Given problem:
Gather every line in the entries that contains the word "below", with case counting.

Object position labeling entries:
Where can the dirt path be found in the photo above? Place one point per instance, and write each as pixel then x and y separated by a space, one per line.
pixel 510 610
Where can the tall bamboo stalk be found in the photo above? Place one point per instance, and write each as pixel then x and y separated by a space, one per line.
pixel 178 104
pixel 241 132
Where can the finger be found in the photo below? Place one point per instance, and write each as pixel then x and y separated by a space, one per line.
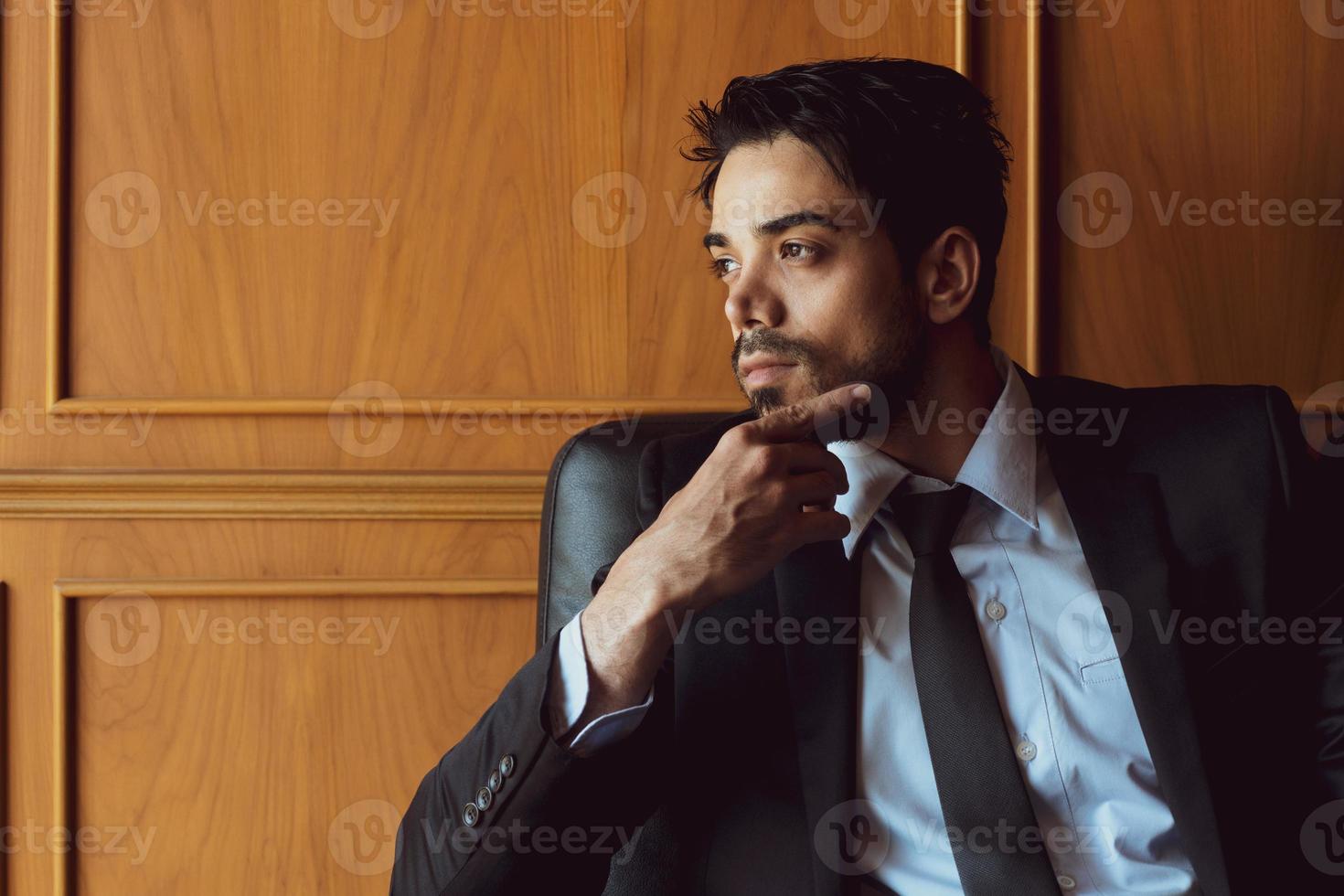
pixel 812 488
pixel 808 457
pixel 798 422
pixel 823 526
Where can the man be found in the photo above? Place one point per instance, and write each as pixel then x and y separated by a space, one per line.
pixel 1007 635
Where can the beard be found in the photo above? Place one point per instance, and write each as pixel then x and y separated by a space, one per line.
pixel 892 361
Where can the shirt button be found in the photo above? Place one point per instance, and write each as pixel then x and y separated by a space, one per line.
pixel 471 815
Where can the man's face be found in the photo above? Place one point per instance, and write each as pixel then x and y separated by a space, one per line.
pixel 815 286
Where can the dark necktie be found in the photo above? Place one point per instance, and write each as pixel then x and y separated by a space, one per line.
pixel 980 784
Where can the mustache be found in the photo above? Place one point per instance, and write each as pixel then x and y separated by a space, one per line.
pixel 774 343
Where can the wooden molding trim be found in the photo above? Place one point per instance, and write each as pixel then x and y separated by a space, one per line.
pixel 411 406
pixel 62 681
pixel 286 496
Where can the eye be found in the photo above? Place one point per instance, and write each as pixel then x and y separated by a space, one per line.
pixel 720 266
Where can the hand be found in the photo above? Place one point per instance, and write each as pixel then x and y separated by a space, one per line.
pixel 766 489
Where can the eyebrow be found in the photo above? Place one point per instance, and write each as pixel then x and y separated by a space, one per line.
pixel 775 226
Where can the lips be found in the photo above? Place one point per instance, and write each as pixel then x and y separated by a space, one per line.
pixel 760 369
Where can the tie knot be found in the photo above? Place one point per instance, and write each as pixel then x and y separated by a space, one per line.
pixel 929 518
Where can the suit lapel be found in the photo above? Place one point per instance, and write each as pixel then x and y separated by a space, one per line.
pixel 818 581
pixel 1120 523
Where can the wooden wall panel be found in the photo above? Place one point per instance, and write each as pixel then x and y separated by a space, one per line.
pixel 286 727
pixel 1199 101
pixel 465 133
pixel 102 746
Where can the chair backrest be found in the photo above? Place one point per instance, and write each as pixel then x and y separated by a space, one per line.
pixel 589 515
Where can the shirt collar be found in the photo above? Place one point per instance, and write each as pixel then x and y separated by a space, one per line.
pixel 1001 464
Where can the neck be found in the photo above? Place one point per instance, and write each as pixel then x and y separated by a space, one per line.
pixel 933 432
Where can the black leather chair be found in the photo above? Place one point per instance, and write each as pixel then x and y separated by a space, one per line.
pixel 589 512
pixel 589 517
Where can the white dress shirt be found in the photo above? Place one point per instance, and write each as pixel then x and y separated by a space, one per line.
pixel 1050 646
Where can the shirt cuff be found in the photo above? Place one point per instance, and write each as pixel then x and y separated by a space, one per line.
pixel 569 696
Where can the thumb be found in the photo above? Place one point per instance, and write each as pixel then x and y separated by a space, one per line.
pixel 803 421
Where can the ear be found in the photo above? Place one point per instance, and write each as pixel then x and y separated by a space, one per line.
pixel 948 274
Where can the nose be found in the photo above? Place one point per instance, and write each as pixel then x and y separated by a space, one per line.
pixel 752 301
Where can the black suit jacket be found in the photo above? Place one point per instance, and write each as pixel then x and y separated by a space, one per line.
pixel 1209 507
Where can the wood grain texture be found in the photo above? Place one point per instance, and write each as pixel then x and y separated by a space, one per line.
pixel 453 125
pixel 1201 101
pixel 297 746
pixel 237 704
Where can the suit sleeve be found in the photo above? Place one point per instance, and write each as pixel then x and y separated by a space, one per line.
pixel 555 817
pixel 1313 581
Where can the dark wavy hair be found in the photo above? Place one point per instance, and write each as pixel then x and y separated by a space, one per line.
pixel 918 137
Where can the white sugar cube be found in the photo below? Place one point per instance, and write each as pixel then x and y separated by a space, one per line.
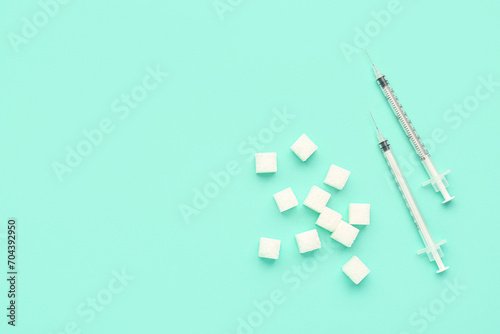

Output:
Where can the finger be found in the photo below? Place one point per instance, and write each as pixel then x and y separated by a space, one per line.
Where can the white sugar cube be found in the photo below? Place one point per instance, and write each as pixel then x and y separated by a space, one per line.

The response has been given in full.